→ **Task description**
What you give back should match the entries below character for character.

→ **Given records**
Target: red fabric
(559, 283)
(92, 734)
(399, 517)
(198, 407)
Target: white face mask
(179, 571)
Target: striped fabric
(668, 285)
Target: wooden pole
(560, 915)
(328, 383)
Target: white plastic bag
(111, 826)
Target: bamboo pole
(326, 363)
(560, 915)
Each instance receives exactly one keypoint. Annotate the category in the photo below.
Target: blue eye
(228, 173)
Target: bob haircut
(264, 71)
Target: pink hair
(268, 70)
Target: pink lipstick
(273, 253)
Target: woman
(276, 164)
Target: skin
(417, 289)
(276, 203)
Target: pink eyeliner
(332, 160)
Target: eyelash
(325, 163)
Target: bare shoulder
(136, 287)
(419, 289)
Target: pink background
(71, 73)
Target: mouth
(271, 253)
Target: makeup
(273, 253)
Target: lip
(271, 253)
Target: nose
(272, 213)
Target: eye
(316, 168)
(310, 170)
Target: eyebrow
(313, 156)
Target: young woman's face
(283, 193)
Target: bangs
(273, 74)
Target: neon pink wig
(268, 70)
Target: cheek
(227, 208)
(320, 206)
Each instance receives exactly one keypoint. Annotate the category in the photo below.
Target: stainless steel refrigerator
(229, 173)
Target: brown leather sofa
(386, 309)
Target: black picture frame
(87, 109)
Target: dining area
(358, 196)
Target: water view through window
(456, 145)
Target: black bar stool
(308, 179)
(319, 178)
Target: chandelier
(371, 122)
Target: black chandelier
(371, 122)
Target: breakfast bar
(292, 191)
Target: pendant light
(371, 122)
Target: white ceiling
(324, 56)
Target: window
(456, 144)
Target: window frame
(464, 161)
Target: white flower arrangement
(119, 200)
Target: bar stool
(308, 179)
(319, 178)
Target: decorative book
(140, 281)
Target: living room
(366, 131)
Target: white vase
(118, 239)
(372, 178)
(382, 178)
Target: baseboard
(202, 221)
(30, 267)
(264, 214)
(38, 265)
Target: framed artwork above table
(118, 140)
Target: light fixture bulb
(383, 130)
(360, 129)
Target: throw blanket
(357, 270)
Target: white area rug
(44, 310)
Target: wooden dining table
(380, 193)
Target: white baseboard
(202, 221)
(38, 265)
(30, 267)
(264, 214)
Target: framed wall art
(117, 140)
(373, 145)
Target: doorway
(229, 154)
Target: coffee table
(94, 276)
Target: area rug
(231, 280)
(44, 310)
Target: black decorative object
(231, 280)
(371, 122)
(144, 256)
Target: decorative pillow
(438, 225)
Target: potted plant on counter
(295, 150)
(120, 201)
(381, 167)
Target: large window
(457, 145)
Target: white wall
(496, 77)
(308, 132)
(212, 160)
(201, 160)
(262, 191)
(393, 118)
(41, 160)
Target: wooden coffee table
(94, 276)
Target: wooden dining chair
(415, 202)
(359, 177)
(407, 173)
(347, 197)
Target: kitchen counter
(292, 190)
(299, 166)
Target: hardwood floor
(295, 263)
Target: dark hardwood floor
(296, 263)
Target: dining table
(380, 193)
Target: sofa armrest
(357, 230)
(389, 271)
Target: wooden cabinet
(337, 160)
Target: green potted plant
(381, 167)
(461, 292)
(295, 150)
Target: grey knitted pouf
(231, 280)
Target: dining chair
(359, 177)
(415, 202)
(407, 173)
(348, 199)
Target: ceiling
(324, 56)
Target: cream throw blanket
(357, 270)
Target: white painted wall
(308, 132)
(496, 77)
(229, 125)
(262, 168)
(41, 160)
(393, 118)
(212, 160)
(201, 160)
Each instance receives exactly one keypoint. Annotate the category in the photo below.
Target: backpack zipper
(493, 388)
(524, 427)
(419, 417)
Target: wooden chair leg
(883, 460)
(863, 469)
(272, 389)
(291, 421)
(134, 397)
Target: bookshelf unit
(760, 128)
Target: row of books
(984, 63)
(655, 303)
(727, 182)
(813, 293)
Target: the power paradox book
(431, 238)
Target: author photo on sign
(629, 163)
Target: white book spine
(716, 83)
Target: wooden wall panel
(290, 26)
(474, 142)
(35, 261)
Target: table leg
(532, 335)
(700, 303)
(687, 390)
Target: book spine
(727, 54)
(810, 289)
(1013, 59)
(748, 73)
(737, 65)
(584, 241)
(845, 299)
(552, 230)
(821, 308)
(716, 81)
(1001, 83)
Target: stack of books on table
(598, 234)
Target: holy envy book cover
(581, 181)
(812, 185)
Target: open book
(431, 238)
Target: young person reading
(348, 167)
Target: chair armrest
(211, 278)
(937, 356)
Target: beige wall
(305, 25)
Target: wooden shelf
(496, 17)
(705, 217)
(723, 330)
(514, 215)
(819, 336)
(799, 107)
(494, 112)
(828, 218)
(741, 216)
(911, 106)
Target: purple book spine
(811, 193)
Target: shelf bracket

→ **Answer space**
Target: red fabric
(559, 283)
(92, 734)
(399, 517)
(198, 407)
Target: white face mask
(179, 571)
Target: striped fabric
(668, 285)
Target: wooden pole
(560, 915)
(328, 383)
Target: white plastic bag
(111, 826)
Target: bamboo pole
(326, 363)
(560, 915)
Each instance receives exactly one keypoint. Annotate the category in the photo below.
Target: blue eye
(228, 173)
Target: bob haircut
(264, 71)
Target: pink hair
(268, 70)
Target: pink lipstick
(273, 253)
Target: woman
(276, 164)
Target: skin
(417, 289)
(276, 203)
Target: pink eyeliner
(332, 160)
Target: eyelash
(325, 163)
Target: bare shoulder
(136, 287)
(419, 289)
Target: pink background
(71, 73)
Target: mouth
(271, 253)
Target: makeup
(273, 253)
Target: lip
(271, 253)
Target: nose
(272, 213)
Target: eye
(316, 168)
(310, 170)
Target: eyebrow
(313, 156)
Target: young woman's face
(283, 193)
Target: bangs
(273, 74)
Target: neon pink wig
(268, 70)
Target: cheek
(227, 208)
(320, 206)
Each instance receives exactly one keypoint. Annotate the category in the photo below.
Target: stainless steel refrigerator
(229, 173)
Target: brown leather sofa
(386, 309)
Target: black picture frame
(87, 109)
Target: dining area
(358, 196)
Target: water view through window
(456, 145)
Target: black bar stool
(308, 179)
(319, 178)
Target: chandelier
(371, 122)
Target: black chandelier
(371, 122)
Target: breakfast bar
(292, 191)
Target: pendant light
(371, 122)
Target: white ceiling
(324, 56)
Target: window
(456, 144)
Target: window frame
(464, 161)
Target: white flower arrangement
(119, 200)
Target: bar stool
(308, 179)
(319, 178)
Target: decorative book
(140, 281)
Target: living room
(366, 131)
Target: white vase
(118, 239)
(372, 178)
(382, 178)
Target: baseboard
(202, 221)
(30, 267)
(264, 214)
(38, 265)
Target: framed artwork above table
(118, 140)
Target: light fixture bulb
(383, 130)
(360, 129)
Target: throw blanket
(357, 270)
Target: white area rug
(44, 310)
Target: wooden dining table
(380, 193)
Target: white baseboard
(202, 221)
(38, 265)
(30, 267)
(264, 214)
Target: framed wall art
(117, 140)
(373, 145)
Target: doorway
(229, 154)
Target: coffee table
(94, 276)
Target: area rug
(231, 280)
(44, 310)
Target: black decorative object
(231, 280)
(371, 122)
(144, 256)
Target: decorative pillow
(438, 225)
Target: potted plant on counter
(295, 150)
(120, 201)
(381, 167)
Target: large window
(457, 145)
Target: white wall
(496, 77)
(308, 132)
(212, 160)
(201, 160)
(262, 191)
(393, 118)
(41, 160)
Target: wooden coffee table
(94, 276)
Target: wooden dining chair
(415, 202)
(359, 177)
(407, 173)
(347, 197)
Target: kitchen counter
(292, 190)
(299, 166)
Target: hardwood floor
(295, 263)
Target: dark hardwood floor
(296, 263)
Target: dining table
(380, 193)
Target: sofa armrest
(357, 230)
(389, 271)
Target: wooden cabinet
(337, 160)
Target: green potted plant
(381, 167)
(461, 292)
(295, 150)
Target: grey knitted pouf
(231, 280)
Target: dining chair
(359, 177)
(415, 202)
(407, 173)
(348, 199)
Target: ceiling
(324, 56)
Target: cream throw blanket
(357, 270)
Target: white painted wall
(308, 132)
(496, 77)
(229, 125)
(262, 168)
(41, 160)
(393, 118)
(212, 160)
(201, 160)
Each instance receives exactly one keypoint. Annotate the category in the photo below.
Target: backpack zipper
(493, 388)
(524, 427)
(419, 417)
Target: wooden chair leg
(883, 460)
(863, 469)
(272, 389)
(291, 421)
(134, 397)
Target: bookshelf unit
(760, 128)
Target: row of books
(984, 63)
(655, 303)
(727, 182)
(813, 293)
Target: the power paradox book
(431, 238)
Target: author photo on sign
(629, 163)
Target: white book spine
(716, 83)
Target: wooden wall panel
(290, 26)
(474, 142)
(35, 261)
Target: table leg
(532, 335)
(700, 303)
(687, 390)
Target: book spine
(727, 54)
(810, 289)
(1013, 59)
(748, 73)
(737, 65)
(584, 241)
(845, 299)
(552, 230)
(821, 308)
(716, 81)
(1001, 83)
Target: stack of books on table
(598, 234)
Target: holy envy book cover
(581, 181)
(812, 185)
Target: open book
(431, 238)
Target: young person reading
(348, 167)
Target: chair armrest
(211, 278)
(937, 356)
Target: beige wall
(305, 25)
Target: wooden shelf
(496, 17)
(705, 217)
(723, 330)
(514, 215)
(819, 336)
(799, 107)
(494, 112)
(828, 218)
(741, 216)
(911, 106)
Target: purple book spine
(811, 193)
Target: shelf bracket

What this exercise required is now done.